Quoted passage =>
══════

As I explained in a Cato briefing paper last year, overdose prevention centers (OPCs) are a proven harm‐​reduction strategy, begun in Switzerland in 1986. There are 147 sanctioned OPCs in 16 countries and 91 locations, including two in New York City, which announced they had reversed more than 1000 overdoses a year and a half after they opened. This saved the city millions of dollars in ambulance and emergency services.

The two OPCs in New York City are operating in defiance of federal law. A law passed in the 1980s, 21 U.S.C Section 856, or the “Crack House statute,” makes it a federal felony for organizations to allow people to use illicit drugs on their premises knowingly. So far, the US Justice Department has not taken action against OnPointNYC, the harm reduction organization operating the two OPCs, or the City of New York, which sanctions them.

Now comes more evidence to support harm reduction advocates’ claims that OPCs save lives. A study published in the February 2024 issue of The Lancet provides clear evidence that OPCs reduce overdose mortality in surrounding neighborhoods.

══════

Data section =>
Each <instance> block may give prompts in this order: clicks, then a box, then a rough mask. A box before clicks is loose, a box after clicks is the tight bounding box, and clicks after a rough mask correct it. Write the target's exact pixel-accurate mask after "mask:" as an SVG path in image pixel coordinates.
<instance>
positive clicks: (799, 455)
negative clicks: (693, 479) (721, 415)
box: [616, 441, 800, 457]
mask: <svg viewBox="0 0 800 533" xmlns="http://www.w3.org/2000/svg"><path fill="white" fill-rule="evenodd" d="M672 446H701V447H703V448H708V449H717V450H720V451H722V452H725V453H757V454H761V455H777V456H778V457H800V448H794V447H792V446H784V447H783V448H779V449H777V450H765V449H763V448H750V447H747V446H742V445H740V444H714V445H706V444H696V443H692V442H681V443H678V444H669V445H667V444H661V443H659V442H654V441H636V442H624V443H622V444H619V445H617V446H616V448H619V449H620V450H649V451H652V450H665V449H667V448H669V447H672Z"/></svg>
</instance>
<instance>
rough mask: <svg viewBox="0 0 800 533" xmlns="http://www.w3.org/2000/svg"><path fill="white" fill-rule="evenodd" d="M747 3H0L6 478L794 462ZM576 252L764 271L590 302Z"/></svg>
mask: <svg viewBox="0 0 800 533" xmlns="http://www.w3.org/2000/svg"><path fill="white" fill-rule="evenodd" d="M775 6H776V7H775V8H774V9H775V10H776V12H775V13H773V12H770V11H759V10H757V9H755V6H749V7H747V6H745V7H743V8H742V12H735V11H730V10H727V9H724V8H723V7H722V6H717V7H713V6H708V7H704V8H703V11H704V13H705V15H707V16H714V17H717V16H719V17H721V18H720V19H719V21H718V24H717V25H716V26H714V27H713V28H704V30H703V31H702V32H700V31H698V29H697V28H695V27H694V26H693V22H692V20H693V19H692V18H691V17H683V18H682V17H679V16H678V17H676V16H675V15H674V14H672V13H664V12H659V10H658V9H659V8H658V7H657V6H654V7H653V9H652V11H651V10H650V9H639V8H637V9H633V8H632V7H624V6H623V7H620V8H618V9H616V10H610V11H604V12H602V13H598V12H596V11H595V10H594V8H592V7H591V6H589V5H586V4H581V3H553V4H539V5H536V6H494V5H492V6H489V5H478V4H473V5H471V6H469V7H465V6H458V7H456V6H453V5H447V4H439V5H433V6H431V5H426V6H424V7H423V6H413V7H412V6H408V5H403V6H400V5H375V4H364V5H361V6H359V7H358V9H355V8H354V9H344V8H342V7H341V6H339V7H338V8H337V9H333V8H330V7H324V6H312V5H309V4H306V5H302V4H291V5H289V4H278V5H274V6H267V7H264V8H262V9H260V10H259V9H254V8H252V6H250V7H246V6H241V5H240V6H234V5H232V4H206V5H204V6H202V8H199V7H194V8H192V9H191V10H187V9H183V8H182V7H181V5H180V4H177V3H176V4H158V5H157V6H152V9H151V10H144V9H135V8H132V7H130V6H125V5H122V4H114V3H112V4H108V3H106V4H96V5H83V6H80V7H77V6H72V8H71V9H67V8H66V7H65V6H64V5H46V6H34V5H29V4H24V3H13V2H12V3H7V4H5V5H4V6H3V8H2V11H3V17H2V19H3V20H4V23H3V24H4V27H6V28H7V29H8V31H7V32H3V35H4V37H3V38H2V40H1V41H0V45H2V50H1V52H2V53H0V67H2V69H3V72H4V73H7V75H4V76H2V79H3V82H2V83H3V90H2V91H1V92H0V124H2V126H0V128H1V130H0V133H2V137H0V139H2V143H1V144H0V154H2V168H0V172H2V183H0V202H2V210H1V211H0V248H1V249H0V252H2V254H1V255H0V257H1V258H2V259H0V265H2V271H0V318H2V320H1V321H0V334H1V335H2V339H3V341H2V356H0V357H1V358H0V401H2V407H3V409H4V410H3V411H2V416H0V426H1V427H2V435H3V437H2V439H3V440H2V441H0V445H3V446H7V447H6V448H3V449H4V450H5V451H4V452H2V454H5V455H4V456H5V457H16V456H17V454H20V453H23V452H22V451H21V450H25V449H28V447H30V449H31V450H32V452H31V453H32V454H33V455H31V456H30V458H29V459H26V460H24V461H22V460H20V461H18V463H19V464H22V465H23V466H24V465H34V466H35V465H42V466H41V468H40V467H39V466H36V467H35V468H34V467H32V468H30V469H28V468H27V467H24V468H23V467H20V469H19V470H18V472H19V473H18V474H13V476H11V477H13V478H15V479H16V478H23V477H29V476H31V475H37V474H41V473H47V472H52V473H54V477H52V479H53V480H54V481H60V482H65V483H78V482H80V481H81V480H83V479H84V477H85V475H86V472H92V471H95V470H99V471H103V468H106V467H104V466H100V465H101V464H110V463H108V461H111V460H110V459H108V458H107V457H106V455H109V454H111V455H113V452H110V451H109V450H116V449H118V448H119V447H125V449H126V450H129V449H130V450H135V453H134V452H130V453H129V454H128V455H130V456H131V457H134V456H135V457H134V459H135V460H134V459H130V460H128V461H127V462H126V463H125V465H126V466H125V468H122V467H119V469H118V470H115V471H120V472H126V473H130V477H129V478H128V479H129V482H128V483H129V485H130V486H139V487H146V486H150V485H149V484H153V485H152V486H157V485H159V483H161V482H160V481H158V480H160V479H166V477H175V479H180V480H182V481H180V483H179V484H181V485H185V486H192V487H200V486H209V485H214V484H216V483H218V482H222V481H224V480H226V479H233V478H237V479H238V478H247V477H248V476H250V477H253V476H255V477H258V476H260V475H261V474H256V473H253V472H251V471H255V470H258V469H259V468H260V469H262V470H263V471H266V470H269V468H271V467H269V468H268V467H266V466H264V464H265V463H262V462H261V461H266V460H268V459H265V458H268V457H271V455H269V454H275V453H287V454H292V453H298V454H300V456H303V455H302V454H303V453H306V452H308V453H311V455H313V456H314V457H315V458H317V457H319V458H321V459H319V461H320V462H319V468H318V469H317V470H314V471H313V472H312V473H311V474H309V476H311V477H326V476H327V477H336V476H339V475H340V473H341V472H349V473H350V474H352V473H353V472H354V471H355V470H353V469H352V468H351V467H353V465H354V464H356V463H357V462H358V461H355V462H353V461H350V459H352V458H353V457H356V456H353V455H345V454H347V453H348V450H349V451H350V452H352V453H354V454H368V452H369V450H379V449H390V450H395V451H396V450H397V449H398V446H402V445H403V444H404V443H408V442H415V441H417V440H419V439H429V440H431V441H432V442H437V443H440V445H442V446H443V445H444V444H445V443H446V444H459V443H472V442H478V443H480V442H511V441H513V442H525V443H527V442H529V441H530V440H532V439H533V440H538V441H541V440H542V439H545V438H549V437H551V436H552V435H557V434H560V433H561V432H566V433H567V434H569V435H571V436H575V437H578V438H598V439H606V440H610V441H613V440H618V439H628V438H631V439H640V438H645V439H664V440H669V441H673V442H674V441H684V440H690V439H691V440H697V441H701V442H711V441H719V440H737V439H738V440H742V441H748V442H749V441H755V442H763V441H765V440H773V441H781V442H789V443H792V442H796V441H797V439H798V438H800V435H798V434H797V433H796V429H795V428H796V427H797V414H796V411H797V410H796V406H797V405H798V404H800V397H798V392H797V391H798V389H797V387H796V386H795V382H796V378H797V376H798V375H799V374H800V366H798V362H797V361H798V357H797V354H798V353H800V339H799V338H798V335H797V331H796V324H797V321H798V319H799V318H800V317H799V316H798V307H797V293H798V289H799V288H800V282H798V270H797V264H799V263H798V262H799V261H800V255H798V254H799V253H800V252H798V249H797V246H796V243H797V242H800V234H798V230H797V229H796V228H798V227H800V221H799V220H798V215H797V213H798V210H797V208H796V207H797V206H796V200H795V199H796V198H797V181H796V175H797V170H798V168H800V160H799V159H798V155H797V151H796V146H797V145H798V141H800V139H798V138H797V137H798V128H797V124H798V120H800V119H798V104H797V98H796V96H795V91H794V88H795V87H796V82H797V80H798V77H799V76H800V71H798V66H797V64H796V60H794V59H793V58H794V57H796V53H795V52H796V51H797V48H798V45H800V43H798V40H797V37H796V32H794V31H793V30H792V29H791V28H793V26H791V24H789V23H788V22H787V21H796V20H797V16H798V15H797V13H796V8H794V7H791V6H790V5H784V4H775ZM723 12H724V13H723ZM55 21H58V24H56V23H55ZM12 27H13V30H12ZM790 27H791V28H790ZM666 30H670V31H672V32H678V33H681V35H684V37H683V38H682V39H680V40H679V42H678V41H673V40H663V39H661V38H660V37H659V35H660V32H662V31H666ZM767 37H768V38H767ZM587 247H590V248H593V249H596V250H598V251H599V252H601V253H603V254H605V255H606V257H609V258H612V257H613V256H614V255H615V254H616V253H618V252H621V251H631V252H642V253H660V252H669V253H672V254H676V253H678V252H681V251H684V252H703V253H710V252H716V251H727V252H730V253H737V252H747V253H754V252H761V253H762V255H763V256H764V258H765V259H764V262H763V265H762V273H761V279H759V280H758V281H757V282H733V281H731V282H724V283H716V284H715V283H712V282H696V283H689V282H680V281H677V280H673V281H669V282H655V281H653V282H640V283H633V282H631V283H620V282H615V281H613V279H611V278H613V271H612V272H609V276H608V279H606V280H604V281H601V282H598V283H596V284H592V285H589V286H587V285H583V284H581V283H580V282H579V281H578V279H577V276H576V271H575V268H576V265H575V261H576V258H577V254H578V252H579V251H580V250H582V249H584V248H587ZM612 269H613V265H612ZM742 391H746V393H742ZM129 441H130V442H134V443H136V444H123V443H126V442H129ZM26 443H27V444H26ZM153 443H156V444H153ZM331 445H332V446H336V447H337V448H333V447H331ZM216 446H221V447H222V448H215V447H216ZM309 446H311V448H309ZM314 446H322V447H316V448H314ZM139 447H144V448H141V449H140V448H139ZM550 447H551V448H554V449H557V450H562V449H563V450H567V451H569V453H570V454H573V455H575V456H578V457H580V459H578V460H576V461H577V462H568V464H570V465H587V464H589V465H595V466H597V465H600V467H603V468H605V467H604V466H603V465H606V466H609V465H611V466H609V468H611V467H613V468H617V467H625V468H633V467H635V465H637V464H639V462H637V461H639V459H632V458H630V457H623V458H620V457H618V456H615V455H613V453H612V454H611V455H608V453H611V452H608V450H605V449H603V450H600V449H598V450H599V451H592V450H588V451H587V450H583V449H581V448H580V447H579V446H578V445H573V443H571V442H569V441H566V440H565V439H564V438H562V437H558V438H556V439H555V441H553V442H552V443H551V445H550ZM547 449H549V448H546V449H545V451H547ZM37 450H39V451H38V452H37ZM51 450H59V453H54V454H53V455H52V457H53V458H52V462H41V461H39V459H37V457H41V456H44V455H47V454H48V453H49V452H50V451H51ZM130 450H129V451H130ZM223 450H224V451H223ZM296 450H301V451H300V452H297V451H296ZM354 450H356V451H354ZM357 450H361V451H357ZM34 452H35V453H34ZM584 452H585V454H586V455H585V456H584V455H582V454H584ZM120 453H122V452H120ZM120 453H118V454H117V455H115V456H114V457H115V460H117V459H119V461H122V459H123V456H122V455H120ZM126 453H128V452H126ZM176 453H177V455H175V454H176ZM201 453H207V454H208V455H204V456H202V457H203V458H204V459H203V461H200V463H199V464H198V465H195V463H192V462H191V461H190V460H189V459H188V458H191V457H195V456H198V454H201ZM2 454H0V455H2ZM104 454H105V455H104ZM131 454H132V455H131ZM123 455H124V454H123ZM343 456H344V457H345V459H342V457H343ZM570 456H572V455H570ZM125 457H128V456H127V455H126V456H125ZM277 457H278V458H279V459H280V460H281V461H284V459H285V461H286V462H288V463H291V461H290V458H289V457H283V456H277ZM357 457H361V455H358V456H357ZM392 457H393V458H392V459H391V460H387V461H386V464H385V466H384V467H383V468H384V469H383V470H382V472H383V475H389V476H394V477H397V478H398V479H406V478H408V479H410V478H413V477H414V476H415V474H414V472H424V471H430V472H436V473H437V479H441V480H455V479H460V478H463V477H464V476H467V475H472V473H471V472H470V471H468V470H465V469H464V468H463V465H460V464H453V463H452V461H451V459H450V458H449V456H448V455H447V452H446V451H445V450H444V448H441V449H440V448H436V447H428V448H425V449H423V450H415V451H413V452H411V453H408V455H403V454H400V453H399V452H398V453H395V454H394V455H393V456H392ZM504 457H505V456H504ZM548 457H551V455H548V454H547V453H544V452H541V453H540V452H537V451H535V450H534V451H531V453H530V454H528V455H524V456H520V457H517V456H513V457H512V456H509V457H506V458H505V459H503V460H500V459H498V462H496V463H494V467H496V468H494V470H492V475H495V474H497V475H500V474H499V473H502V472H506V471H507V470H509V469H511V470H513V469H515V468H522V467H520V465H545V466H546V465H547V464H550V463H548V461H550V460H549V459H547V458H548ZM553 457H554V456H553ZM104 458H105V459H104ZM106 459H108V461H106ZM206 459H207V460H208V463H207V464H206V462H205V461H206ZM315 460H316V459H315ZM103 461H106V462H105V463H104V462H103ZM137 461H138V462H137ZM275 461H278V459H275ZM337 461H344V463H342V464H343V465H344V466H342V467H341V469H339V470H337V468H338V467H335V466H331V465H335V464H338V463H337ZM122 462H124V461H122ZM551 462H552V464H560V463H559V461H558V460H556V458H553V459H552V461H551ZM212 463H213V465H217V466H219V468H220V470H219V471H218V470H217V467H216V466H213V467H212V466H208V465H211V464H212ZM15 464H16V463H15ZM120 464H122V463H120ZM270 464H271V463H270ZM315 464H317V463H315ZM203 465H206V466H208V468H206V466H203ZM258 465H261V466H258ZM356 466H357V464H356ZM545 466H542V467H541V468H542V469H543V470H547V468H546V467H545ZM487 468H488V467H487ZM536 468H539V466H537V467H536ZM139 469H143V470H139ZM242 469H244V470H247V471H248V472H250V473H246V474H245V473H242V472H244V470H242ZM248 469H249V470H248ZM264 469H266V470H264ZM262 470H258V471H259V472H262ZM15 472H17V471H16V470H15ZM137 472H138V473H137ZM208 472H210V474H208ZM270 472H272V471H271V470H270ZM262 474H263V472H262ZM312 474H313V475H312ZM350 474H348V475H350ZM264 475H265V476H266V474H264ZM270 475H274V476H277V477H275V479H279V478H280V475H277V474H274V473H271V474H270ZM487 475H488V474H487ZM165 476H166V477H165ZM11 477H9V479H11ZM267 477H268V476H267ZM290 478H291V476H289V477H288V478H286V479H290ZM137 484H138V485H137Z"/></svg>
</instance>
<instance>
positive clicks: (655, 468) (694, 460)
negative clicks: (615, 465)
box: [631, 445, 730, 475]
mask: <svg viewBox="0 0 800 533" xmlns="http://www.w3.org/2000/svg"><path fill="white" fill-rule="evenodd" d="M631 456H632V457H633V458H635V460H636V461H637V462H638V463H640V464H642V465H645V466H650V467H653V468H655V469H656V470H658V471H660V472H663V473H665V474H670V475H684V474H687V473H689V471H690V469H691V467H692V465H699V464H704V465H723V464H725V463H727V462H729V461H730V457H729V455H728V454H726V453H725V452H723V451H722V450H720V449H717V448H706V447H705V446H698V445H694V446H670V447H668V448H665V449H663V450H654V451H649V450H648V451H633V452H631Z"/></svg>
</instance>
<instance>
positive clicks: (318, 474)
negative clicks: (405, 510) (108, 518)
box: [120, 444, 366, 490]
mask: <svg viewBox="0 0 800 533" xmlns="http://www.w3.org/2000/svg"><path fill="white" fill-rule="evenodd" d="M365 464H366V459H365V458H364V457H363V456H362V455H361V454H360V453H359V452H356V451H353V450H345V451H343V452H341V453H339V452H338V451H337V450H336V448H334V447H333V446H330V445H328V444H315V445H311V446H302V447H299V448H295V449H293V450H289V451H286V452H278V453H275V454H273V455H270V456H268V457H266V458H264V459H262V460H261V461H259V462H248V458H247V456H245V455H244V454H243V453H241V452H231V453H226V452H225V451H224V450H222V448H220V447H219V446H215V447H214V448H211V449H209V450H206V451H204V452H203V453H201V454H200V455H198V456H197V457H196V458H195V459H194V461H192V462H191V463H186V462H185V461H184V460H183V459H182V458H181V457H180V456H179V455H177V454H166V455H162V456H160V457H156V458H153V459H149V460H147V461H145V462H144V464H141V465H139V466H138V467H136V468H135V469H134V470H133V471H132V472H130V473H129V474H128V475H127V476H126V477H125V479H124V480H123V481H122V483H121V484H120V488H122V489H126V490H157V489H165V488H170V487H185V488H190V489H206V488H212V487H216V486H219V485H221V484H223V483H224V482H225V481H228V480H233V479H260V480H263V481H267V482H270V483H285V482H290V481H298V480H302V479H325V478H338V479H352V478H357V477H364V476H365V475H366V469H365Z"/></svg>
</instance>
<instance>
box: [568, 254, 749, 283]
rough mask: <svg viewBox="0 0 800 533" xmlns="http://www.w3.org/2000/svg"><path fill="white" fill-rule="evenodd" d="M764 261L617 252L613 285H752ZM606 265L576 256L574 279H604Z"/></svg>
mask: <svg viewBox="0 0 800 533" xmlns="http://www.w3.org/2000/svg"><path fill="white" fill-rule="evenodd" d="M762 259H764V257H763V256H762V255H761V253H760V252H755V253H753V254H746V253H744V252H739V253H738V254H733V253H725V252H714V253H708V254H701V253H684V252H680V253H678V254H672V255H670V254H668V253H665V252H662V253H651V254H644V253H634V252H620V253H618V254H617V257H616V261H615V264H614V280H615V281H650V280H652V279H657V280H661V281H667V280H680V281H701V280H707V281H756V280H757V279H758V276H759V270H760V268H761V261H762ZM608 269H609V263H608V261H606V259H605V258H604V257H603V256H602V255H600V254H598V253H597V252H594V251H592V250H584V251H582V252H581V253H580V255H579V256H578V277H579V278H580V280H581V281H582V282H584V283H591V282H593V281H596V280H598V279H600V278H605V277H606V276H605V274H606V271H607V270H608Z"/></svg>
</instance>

══════

Try it => Reproduce word for word the section of the passage on overdose prevention centers that opens with the words "As I explained in" and closes with "which sanctions them.".

Exercise answer =>
As I explained in a Cato briefing paper last year, overdose prevention centers (OPCs) are a proven harm‐​reduction strategy, begun in Switzerland in 1986. There are 147 sanctioned OPCs in 16 countries and 91 locations, including two in New York City, which announced they had reversed more than 1000 overdoses a year and a half after they opened. This saved the city millions of dollars in ambulance and emergency services.

The two OPCs in New York City are operating in defiance of federal law. A law passed in the 1980s, 21 U.S.C Section 856, or the “Crack House statute,” makes it a federal felony for organizations to allow people to use illicit drugs on their premises knowingly. So far, the US Justice Department has not taken action against OnPointNYC, the harm reduction organization operating the two OPCs, or the City of New York, which sanctions them.